PROBLEM STATEMENT — Rewrite every line of the listing below as a Markdown table with the columns Row and Listing line, numbering the rows in order and omitting blank lines. Leave the pictures out of the table.

SOURCE DATA —

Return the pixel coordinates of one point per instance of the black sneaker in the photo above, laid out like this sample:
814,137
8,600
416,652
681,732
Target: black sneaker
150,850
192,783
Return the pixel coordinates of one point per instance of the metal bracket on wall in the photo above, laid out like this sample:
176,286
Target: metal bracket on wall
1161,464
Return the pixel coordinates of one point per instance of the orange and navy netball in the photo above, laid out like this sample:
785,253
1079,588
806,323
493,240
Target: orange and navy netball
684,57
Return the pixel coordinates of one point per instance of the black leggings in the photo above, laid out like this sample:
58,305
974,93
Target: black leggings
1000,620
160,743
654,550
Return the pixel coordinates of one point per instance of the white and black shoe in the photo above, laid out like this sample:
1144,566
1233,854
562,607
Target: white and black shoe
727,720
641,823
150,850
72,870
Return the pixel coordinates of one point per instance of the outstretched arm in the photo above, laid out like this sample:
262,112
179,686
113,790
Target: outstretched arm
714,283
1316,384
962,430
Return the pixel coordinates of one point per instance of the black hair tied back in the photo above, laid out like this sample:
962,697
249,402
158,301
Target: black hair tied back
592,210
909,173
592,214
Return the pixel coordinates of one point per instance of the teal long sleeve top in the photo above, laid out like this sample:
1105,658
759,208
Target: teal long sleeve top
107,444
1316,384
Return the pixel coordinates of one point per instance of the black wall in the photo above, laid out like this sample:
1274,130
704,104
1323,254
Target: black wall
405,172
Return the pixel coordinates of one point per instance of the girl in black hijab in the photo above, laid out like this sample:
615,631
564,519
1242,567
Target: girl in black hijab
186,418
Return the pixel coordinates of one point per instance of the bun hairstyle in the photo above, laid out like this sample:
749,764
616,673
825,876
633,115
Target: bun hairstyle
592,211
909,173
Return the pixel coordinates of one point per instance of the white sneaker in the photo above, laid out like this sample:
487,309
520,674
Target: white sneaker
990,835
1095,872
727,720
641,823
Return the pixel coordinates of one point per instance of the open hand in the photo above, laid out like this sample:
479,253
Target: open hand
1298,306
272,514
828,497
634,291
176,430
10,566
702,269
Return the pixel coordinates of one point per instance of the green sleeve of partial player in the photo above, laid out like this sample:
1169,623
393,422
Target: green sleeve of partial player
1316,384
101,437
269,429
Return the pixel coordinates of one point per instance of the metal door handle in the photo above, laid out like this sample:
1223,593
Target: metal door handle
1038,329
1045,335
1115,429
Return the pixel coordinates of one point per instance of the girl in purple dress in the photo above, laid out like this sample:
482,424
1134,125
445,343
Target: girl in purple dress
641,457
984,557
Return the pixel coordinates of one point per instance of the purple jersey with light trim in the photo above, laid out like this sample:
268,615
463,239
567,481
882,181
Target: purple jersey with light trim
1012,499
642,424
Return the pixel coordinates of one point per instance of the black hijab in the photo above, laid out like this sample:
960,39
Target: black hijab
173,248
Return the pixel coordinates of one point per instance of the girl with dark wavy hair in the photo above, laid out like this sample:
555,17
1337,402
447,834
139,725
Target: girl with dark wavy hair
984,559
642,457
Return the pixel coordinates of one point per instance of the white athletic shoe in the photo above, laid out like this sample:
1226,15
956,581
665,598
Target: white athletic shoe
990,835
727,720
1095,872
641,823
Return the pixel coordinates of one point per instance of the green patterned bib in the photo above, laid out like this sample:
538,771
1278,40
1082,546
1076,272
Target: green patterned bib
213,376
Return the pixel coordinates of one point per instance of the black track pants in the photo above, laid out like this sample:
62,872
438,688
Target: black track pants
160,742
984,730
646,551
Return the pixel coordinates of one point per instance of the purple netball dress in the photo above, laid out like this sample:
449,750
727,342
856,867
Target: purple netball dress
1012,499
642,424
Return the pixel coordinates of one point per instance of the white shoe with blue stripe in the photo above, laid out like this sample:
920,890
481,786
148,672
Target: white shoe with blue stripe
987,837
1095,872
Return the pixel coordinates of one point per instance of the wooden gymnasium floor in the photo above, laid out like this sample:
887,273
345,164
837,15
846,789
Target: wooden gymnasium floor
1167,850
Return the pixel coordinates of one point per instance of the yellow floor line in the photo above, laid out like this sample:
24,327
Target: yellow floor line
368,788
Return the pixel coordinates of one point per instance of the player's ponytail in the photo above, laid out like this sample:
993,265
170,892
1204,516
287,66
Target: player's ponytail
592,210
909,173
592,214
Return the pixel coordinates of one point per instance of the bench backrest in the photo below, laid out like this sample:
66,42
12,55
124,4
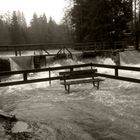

REPLY —
| Row | Listing line |
|---|---|
| 1 | Return the pixel coordinates of one point per instance of the black sneaker in the photo above, laid out like this sample: |
| 2 | 814,137 |
| 3 | 8,600 |
| 4 | 416,652 |
| 5 | 681,732 |
| 6 | Target: black sneaker |
| 7 | 150,850 |
| 8 | 192,783 |
| 9 | Return the pixel coordinates of one point per instance of the metal bracket on wall in the photo above, laid out like this sample: |
| 10 | 176,286 |
| 11 | Target: metal bracket on wall |
| 12 | 1161,464 |
| 13 | Return the pixel coordinates of one point per instance of the orange and navy netball in the photo above, laid out like this sample: |
| 14 | 785,253 |
| 15 | 1079,588 |
| 16 | 806,323 |
| 17 | 493,240 |
| 18 | Target: orange and navy netball |
| 19 | 684,57 |
| 20 | Return the pixel coordinates of one point per instance of the black leggings in the photo above, laid out like this sample: |
| 21 | 58,305 |
| 22 | 974,93 |
| 23 | Target: black leggings |
| 24 | 1000,620 |
| 25 | 160,743 |
| 26 | 654,550 |
| 27 | Return the pixel coordinates of one point per instance of the white and black shoe in the photo above, laid out like this sample: |
| 28 | 1144,566 |
| 29 | 1233,854 |
| 30 | 562,607 |
| 31 | Target: white and black shoe |
| 32 | 727,720 |
| 33 | 641,823 |
| 34 | 150,850 |
| 35 | 72,870 |
| 36 | Return the pixel coordinates of one point per instance of the outstretched arm in the photo above, laid out like this sample: |
| 37 | 262,112 |
| 38 | 179,686 |
| 39 | 113,790 |
| 40 | Target: outstretched arm |
| 41 | 714,283 |
| 42 | 1316,384 |
| 43 | 962,430 |
| 44 | Return the pixel coordinates of one point per instance of the black hair tied back in the photo above, laid out like this sample: |
| 45 | 962,697 |
| 46 | 249,402 |
| 47 | 158,301 |
| 48 | Target: black hair tied back |
| 49 | 592,210 |
| 50 | 909,173 |
| 51 | 592,214 |
| 52 | Return the pixel coordinates of one point per instance of the teal long sleeve top in the photo above, laid out like this sample: |
| 53 | 1105,658 |
| 54 | 759,208 |
| 55 | Target: teal long sleeve top |
| 56 | 107,444 |
| 57 | 1316,384 |
| 58 | Return the pixel coordinates of one point per instance of the black wall in the photo above, laid out like this sample: |
| 59 | 1274,130 |
| 60 | 704,104 |
| 61 | 1323,254 |
| 62 | Target: black wall |
| 63 | 405,172 |
| 64 | Return the pixel coordinates of one point per instance of the girl in black hijab in the photo above, laid out like this sample: |
| 65 | 615,631 |
| 66 | 564,519 |
| 67 | 1242,567 |
| 68 | Target: girl in black hijab |
| 69 | 186,418 |
| 70 | Return the pixel coordinates of one point per instance of the bun hairstyle in the photo above, laid out like this sample: |
| 71 | 749,764 |
| 72 | 616,673 |
| 73 | 825,876 |
| 74 | 633,115 |
| 75 | Target: bun hairstyle |
| 76 | 592,211 |
| 77 | 909,173 |
| 78 | Return the pixel coordinates of one point per instance of the white sneaker in the photo above, laid out like this sample: |
| 79 | 487,309 |
| 80 | 520,674 |
| 81 | Target: white sneaker |
| 82 | 990,835 |
| 83 | 1095,872 |
| 84 | 727,720 |
| 85 | 641,823 |
| 86 | Return the pixel coordinates of one point per instance of the open hand in the photo above, laid out like this sample: |
| 87 | 479,253 |
| 88 | Target: open hand |
| 89 | 1298,306 |
| 90 | 272,514 |
| 91 | 828,497 |
| 92 | 634,291 |
| 93 | 176,430 |
| 94 | 10,566 |
| 95 | 702,269 |
| 96 | Return the pixel coordinates of one point per instance of the green sleeve of partial player in the photo above, laid out like this sample: |
| 97 | 1169,623 |
| 98 | 393,422 |
| 99 | Target: green sleeve of partial player |
| 100 | 1316,384 |
| 101 | 101,437 |
| 102 | 269,429 |
| 103 | Return the pixel coordinates of one point per instance of the metal door handle in the photo above, laid out like this sample: |
| 104 | 1223,593 |
| 105 | Target: metal door handle |
| 106 | 1038,329 |
| 107 | 1045,335 |
| 108 | 1115,429 |
| 109 | Return the pixel coordinates of one point per instance of the girl in purple dress in the photo above, laid out like this sample: |
| 110 | 482,424 |
| 111 | 1134,125 |
| 112 | 445,343 |
| 113 | Target: girl in purple dress |
| 114 | 641,457 |
| 115 | 984,557 |
| 116 | Return the pixel coordinates of one point per instance of the purple jersey with light trim in the photo above, laid out like this sample: |
| 117 | 268,615 |
| 118 | 463,239 |
| 119 | 567,481 |
| 120 | 882,181 |
| 121 | Target: purple jersey with light trim |
| 122 | 1012,499 |
| 123 | 642,424 |
| 124 | Return the pixel coordinates of one point per instance of the black hijab in the photo above, laid out like this sample: |
| 125 | 960,39 |
| 126 | Target: black hijab |
| 127 | 173,248 |
| 128 | Return the pixel coordinates of one point per instance of the girl with dark wavy hair in the photo above, laid out like this sample: |
| 129 | 555,17 |
| 130 | 1337,402 |
| 131 | 447,834 |
| 132 | 139,725 |
| 133 | Target: girl with dark wavy hair |
| 134 | 984,559 |
| 135 | 642,457 |
| 136 | Return the pixel coordinates of one point per instance of the white athletic shoe in the photo above, laid out like this sample: |
| 137 | 1226,15 |
| 138 | 956,581 |
| 139 | 665,598 |
| 140 | Target: white athletic shoe |
| 141 | 990,835 |
| 142 | 727,720 |
| 143 | 1095,872 |
| 144 | 641,823 |
| 145 | Return the pixel coordinates of one point per instance of the green patterned bib in the photo above, laid out like this sample: |
| 146 | 538,771 |
| 147 | 1278,40 |
| 148 | 1082,546 |
| 149 | 1076,272 |
| 150 | Target: green patterned bib |
| 151 | 213,376 |
| 152 | Return the pixel coordinates of one point per instance of the black track pants in the photo above, laid out like this sample: |
| 153 | 62,872 |
| 154 | 438,688 |
| 155 | Target: black track pants |
| 156 | 160,742 |
| 157 | 984,730 |
| 158 | 646,551 |
| 159 | Return the pixel coordinates of one point per instance of the purple netball dress in the photo above, laid out like this sample: |
| 160 | 449,750 |
| 161 | 727,342 |
| 162 | 856,867 |
| 163 | Target: purple netball dress |
| 164 | 1012,499 |
| 165 | 642,424 |
| 166 | Return the pixel coordinates of one point per instance of the white shoe with blue stripe in the photo above, laid out like this sample: |
| 167 | 920,890 |
| 168 | 481,786 |
| 169 | 148,672 |
| 170 | Target: white shoe with blue stripe |
| 171 | 987,837 |
| 172 | 1095,872 |
| 173 | Return the pixel coordinates of one point per instance of the wooden gymnasium floor in the photo above, laid out like this sample: |
| 174 | 887,273 |
| 175 | 345,164 |
| 176 | 837,15 |
| 177 | 846,789 |
| 178 | Target: wooden gymnasium floor |
| 179 | 1167,850 |
| 180 | Return the pixel coordinates of one point per instance of the yellow floor line in the photo above, laid out like this sample: |
| 181 | 24,327 |
| 182 | Target: yellow floor line |
| 183 | 368,788 |
| 184 | Return the pixel coordinates of one point per instance of the player's ponytail in the photo above, laid out like this sample: |
| 185 | 993,265 |
| 186 | 170,892 |
| 187 | 1204,516 |
| 188 | 287,66 |
| 189 | Target: player's ponytail |
| 190 | 592,210 |
| 191 | 909,173 |
| 192 | 592,214 |
| 193 | Return the pixel coordinates of one point per instance of the bench backrest in the photo below, laid out like this sample: |
| 194 | 66,42 |
| 195 | 12,55 |
| 196 | 124,4 |